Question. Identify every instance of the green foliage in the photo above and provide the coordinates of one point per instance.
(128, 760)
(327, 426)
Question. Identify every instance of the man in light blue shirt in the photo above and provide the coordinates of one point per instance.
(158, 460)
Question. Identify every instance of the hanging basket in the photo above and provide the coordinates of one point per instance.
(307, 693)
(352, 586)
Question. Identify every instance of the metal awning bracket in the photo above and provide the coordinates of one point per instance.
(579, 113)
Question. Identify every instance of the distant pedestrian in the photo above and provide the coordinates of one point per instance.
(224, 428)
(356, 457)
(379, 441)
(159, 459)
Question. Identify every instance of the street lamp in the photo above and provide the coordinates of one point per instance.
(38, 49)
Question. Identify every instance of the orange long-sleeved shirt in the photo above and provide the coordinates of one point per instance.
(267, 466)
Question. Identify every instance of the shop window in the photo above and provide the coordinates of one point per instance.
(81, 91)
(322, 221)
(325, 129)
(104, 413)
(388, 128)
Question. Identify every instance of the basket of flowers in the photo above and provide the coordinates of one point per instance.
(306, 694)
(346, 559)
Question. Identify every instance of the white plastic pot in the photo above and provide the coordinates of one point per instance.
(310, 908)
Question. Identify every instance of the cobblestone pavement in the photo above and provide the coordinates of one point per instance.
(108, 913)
━━━━━━━━
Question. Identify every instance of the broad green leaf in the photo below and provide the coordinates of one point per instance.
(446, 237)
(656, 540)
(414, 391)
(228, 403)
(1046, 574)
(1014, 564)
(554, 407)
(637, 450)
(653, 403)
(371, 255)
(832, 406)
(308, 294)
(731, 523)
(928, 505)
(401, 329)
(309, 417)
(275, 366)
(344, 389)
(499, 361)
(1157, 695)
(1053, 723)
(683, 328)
━━━━━━━━
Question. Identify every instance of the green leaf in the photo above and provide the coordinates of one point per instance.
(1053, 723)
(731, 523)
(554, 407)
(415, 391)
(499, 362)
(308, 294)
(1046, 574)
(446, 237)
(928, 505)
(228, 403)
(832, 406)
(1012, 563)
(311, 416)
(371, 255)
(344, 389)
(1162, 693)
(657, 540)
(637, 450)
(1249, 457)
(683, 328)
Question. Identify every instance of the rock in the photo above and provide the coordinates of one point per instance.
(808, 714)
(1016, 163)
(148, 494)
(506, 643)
━━━━━━━━
**SET EXERCISE:** Please pull out every line of the material above that contains the word "leaf", and copy each one in full.

**EXERCISE ANSWER:**
Question. Identify every instance of the broad green leaf in the photo below and provide the coordinates of one point per instance.
Question. Identify every instance of the green leaf in the photo above and provide the coordinates of one point per instance.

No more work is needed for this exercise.